▶ TASK DETAILS: Whatever runs from the line with "Target: stone dust on floor" to the end of the records below must be copied exactly, with nothing else included.

▶ GIVEN INFORMATION:

━━━━━━━━━━

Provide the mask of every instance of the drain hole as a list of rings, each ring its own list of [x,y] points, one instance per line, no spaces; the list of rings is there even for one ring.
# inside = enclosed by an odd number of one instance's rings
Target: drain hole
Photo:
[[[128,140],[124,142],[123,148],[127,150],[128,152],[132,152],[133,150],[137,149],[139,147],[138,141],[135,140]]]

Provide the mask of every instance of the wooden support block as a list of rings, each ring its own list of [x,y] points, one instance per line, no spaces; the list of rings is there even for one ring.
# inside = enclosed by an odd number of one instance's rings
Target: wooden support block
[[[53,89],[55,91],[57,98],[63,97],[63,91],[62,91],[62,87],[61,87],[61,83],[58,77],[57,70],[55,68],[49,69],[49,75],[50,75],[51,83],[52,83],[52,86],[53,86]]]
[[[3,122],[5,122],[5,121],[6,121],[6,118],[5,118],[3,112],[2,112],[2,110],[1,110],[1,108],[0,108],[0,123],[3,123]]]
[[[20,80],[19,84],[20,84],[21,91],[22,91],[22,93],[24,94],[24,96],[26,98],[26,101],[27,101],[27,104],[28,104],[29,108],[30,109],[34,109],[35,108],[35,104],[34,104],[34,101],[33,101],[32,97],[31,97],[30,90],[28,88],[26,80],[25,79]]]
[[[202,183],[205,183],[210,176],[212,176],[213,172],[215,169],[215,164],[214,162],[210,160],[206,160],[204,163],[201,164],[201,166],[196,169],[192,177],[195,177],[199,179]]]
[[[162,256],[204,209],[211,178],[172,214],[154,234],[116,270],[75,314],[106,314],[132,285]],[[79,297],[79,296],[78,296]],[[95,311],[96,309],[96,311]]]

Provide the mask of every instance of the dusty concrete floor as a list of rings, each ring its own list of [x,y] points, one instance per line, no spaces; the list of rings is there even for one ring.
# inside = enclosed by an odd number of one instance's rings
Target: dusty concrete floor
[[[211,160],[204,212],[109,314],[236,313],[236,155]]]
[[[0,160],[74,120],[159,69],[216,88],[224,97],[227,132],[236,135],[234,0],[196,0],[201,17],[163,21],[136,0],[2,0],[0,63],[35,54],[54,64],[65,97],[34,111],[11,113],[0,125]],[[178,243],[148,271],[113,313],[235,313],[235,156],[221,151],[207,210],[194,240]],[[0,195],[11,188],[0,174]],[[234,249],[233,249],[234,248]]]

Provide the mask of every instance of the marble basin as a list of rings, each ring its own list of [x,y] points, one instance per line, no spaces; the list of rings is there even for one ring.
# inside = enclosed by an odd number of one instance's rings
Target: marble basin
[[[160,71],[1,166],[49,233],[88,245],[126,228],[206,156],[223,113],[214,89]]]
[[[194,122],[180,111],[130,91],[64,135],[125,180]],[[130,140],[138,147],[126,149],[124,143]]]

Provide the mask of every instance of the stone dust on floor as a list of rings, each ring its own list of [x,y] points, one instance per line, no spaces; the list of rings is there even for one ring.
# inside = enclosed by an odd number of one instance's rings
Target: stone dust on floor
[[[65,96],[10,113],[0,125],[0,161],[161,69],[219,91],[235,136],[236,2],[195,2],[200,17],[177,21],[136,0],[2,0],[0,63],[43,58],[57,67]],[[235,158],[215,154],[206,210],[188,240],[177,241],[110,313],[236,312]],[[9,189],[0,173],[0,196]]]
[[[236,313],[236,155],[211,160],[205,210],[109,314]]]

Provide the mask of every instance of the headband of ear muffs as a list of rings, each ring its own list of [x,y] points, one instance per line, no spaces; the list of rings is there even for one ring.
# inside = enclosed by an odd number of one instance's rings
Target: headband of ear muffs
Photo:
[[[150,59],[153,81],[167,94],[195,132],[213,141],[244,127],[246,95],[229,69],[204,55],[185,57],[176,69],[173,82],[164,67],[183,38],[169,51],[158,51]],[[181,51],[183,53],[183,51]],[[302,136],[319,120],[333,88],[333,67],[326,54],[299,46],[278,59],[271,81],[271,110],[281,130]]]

━━━━━━━━━━

▶ ANSWER TO THIS PROBLEM:
Target: stone dust on floor
[[[65,96],[10,113],[0,125],[0,161],[161,69],[219,91],[235,136],[236,2],[195,2],[200,17],[177,21],[136,0],[2,0],[0,63],[43,58],[57,67]],[[235,158],[215,154],[206,210],[188,240],[177,241],[110,313],[236,312]],[[9,189],[0,173],[0,196]]]
[[[236,313],[236,155],[211,160],[205,210],[109,314]]]

Provide the mask of every instance of the headband of ear muffs as a list of rings, each ring its own list of [x,y] points, one instance per line, no spaces; the list of rings is there even for one ring.
# inside = enclosed by an odd number of one instance's rings
Target: headband of ear muffs
Photo:
[[[150,59],[153,81],[167,94],[195,132],[213,141],[244,127],[246,95],[229,69],[204,55],[185,57],[176,69],[173,82],[164,67],[183,38],[169,51],[158,51]],[[181,51],[183,53],[183,51]],[[302,136],[319,120],[333,88],[333,67],[326,54],[299,46],[278,59],[271,81],[271,110],[281,130]]]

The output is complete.